Work item: Among the entries that follow, how many lines contain the word "stucco"? Give the number alone.

** Opening Records to process block **

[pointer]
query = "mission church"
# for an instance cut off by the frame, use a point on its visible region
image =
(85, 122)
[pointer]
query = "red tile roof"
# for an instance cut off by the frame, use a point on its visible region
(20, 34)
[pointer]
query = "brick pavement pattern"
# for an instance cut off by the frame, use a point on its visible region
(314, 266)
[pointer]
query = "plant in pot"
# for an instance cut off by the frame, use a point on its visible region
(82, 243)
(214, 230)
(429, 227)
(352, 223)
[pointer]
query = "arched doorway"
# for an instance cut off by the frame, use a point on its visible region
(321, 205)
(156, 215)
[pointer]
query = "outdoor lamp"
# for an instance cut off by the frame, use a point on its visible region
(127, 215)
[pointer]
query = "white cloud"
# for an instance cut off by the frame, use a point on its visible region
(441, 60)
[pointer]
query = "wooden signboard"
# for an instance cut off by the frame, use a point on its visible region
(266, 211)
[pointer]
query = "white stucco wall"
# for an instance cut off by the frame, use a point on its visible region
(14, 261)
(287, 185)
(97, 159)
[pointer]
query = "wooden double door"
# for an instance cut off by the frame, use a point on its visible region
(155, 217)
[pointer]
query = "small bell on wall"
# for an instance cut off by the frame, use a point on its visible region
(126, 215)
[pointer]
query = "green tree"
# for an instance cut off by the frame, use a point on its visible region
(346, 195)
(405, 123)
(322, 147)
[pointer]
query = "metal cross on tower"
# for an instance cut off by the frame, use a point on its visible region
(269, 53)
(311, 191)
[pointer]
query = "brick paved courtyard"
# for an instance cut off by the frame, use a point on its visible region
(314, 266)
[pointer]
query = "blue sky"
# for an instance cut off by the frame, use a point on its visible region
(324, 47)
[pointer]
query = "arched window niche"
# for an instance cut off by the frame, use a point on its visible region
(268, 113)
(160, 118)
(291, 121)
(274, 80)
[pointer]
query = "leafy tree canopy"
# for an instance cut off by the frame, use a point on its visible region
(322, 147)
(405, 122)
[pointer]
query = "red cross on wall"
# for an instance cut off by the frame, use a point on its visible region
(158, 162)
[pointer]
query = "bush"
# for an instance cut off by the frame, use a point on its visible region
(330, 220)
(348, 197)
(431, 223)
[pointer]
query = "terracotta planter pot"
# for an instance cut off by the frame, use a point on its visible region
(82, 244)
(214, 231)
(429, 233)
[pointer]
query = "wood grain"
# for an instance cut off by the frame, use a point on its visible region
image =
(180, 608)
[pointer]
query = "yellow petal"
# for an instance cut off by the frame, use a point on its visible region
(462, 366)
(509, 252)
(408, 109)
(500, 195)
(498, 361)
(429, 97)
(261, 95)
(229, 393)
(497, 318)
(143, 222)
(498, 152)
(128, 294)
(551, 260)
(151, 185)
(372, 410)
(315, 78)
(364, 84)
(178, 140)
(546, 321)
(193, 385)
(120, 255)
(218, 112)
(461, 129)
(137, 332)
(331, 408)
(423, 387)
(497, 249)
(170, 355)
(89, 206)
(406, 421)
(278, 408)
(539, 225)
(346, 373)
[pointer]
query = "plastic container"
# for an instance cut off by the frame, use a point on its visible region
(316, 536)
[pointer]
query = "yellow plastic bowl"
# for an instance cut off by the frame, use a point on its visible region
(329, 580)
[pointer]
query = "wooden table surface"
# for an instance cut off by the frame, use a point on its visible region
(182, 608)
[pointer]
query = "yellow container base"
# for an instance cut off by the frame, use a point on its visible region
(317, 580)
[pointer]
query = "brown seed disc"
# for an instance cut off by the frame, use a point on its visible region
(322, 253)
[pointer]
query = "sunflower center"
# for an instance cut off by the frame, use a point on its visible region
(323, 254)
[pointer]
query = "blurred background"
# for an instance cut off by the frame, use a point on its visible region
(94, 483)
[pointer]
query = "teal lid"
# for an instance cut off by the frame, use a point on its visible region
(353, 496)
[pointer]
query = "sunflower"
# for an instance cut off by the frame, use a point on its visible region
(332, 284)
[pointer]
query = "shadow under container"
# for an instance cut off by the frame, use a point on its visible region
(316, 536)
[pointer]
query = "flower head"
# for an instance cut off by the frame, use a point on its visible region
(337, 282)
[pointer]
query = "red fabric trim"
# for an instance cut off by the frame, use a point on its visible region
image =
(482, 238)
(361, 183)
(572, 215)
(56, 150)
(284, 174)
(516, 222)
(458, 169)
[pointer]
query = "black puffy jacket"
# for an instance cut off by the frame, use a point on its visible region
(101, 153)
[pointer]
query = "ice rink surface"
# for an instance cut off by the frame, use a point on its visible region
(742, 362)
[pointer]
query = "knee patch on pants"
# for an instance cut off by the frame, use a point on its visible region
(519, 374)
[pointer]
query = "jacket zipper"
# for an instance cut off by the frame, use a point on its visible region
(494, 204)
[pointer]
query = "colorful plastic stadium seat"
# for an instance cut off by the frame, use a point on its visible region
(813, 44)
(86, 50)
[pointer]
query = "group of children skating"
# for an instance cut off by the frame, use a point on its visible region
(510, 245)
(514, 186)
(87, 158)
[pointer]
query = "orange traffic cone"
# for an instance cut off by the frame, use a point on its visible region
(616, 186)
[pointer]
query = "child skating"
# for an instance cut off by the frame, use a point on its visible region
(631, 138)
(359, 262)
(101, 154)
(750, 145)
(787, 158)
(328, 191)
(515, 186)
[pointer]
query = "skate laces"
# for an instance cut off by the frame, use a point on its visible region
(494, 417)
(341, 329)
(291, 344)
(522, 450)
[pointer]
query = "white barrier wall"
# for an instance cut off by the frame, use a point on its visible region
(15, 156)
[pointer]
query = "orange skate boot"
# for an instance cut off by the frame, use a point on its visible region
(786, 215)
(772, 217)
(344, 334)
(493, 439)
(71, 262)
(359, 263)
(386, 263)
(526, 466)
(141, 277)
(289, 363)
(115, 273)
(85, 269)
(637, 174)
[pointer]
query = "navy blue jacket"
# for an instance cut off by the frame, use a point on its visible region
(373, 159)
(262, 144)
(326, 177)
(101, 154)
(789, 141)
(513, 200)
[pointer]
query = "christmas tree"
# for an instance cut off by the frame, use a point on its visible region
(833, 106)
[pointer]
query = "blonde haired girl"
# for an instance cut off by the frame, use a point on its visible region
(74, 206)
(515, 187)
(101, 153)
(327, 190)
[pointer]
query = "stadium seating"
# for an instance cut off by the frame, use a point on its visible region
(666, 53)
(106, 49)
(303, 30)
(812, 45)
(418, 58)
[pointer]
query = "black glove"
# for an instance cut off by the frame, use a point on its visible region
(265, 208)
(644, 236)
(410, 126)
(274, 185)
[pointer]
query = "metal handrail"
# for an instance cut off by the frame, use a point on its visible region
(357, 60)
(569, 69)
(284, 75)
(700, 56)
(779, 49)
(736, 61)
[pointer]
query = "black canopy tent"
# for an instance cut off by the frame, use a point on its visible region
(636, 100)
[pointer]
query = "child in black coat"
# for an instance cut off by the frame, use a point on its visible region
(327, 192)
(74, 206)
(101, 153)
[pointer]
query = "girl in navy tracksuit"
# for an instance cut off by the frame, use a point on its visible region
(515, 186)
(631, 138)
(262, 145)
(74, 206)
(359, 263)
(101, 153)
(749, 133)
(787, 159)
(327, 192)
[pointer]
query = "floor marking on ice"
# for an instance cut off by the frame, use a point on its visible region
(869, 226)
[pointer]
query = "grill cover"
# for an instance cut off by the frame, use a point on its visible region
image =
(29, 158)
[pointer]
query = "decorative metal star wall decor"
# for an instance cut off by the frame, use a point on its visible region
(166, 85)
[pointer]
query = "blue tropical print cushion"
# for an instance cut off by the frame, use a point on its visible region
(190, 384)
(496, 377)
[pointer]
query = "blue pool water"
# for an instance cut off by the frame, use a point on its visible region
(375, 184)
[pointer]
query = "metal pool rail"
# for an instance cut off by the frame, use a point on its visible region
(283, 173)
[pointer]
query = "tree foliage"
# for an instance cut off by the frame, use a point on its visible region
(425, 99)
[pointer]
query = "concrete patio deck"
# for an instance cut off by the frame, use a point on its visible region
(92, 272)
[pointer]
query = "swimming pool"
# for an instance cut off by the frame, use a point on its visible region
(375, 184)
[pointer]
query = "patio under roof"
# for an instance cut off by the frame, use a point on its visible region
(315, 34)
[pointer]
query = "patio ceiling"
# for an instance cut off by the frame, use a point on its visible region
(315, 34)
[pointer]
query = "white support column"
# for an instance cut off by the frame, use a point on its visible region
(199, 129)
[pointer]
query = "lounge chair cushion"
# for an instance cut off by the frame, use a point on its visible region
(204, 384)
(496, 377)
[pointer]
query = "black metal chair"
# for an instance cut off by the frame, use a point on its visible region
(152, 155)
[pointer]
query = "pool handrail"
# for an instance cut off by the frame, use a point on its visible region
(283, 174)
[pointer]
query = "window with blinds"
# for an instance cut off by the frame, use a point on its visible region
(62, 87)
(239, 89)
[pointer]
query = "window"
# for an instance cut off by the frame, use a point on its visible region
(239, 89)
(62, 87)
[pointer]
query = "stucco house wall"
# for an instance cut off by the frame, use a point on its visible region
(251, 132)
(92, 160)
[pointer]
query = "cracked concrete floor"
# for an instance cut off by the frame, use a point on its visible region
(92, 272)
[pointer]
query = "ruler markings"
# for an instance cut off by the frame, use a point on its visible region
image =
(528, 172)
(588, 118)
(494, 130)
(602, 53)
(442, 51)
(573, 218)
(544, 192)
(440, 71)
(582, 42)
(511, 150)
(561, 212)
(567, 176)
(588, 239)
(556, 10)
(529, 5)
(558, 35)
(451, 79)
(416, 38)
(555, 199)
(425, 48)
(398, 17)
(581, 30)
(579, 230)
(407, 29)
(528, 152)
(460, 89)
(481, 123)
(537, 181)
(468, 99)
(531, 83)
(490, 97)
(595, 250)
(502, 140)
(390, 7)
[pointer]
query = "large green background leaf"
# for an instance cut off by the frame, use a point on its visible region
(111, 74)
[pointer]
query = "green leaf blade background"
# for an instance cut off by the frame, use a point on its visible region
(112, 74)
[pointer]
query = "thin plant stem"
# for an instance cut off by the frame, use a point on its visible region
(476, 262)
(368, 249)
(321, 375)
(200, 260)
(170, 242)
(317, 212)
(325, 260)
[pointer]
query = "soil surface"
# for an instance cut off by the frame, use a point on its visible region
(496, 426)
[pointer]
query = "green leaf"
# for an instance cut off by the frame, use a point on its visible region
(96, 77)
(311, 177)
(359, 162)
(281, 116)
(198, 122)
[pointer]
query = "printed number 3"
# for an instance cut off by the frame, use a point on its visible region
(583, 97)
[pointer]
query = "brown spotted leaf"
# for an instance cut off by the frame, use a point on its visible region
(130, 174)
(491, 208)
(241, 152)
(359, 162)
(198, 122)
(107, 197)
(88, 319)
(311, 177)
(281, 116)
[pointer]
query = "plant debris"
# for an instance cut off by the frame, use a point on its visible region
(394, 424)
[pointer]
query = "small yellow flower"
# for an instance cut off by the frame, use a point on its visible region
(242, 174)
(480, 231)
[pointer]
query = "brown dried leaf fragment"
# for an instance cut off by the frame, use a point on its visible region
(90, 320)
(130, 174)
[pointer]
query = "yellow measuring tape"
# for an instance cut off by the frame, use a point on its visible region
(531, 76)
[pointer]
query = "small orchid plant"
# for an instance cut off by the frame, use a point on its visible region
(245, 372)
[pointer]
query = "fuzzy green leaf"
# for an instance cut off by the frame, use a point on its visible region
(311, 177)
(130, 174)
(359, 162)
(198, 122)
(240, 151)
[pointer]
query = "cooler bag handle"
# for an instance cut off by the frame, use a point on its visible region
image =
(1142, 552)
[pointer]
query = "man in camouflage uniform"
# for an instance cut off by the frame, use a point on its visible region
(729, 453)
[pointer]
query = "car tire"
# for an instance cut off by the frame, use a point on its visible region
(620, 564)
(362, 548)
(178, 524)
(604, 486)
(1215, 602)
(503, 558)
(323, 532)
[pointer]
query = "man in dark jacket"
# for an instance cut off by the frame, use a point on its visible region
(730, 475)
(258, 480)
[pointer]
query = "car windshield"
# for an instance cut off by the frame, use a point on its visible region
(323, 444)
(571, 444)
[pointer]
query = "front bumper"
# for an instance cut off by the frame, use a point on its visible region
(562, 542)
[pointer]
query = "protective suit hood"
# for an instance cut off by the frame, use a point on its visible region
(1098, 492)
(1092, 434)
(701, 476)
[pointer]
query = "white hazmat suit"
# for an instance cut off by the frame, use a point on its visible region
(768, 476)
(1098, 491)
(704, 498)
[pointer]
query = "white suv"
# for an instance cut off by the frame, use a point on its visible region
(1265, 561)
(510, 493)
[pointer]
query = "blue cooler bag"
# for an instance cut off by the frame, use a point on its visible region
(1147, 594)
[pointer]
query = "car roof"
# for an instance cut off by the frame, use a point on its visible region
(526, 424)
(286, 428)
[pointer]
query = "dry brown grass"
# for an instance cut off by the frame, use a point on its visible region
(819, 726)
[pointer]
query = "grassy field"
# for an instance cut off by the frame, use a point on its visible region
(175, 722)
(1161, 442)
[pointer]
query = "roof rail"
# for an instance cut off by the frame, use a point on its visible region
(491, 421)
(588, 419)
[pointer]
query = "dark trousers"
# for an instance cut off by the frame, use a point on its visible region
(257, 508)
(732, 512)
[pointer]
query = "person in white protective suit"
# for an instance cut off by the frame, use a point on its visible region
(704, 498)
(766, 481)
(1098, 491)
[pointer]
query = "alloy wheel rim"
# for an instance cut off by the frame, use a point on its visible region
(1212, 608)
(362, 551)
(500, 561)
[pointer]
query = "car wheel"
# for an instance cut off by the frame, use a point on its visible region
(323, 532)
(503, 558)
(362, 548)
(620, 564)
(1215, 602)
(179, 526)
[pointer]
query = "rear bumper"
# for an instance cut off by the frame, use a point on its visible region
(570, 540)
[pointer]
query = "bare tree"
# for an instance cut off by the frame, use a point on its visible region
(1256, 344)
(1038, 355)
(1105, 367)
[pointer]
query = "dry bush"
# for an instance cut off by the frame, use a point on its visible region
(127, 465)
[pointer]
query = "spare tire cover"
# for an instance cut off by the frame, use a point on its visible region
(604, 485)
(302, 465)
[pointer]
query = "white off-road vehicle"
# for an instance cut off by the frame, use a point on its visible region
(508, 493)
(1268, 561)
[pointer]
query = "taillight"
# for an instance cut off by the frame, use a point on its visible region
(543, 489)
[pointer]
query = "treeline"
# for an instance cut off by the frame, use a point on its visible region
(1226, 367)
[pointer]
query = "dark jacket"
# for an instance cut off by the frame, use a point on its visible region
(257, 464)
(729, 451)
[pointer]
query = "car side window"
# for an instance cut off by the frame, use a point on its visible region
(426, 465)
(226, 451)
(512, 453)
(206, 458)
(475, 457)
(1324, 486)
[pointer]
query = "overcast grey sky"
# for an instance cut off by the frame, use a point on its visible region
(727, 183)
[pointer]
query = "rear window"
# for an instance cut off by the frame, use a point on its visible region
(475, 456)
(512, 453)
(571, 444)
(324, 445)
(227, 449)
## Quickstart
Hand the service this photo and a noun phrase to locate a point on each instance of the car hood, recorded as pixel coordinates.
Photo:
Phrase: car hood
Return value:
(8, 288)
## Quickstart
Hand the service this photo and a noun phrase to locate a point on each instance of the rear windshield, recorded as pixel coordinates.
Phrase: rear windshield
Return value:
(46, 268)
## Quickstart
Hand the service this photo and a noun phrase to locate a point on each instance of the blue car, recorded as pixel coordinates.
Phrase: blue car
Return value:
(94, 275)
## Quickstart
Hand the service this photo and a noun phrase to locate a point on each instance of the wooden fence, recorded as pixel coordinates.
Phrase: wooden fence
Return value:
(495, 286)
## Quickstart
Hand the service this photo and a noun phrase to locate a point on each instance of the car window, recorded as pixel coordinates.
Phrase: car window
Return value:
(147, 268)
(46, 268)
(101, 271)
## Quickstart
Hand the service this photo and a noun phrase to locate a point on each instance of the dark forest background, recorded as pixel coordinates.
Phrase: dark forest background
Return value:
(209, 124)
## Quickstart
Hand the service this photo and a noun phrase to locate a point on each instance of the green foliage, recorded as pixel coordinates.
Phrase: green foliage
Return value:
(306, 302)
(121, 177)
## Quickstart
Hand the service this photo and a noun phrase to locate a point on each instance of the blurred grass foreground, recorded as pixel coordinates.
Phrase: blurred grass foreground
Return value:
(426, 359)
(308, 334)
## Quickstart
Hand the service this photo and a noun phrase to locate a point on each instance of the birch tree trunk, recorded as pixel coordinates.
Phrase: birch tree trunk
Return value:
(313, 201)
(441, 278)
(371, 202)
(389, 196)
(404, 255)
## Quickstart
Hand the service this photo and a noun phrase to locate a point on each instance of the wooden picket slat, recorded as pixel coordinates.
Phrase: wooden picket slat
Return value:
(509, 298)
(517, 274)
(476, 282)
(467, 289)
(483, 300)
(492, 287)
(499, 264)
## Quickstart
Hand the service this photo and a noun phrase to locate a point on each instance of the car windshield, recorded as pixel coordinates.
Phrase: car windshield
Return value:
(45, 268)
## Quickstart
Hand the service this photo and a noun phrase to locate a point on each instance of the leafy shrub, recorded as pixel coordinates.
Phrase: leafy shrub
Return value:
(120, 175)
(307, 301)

** Closing Records to process block **

Answer section: 2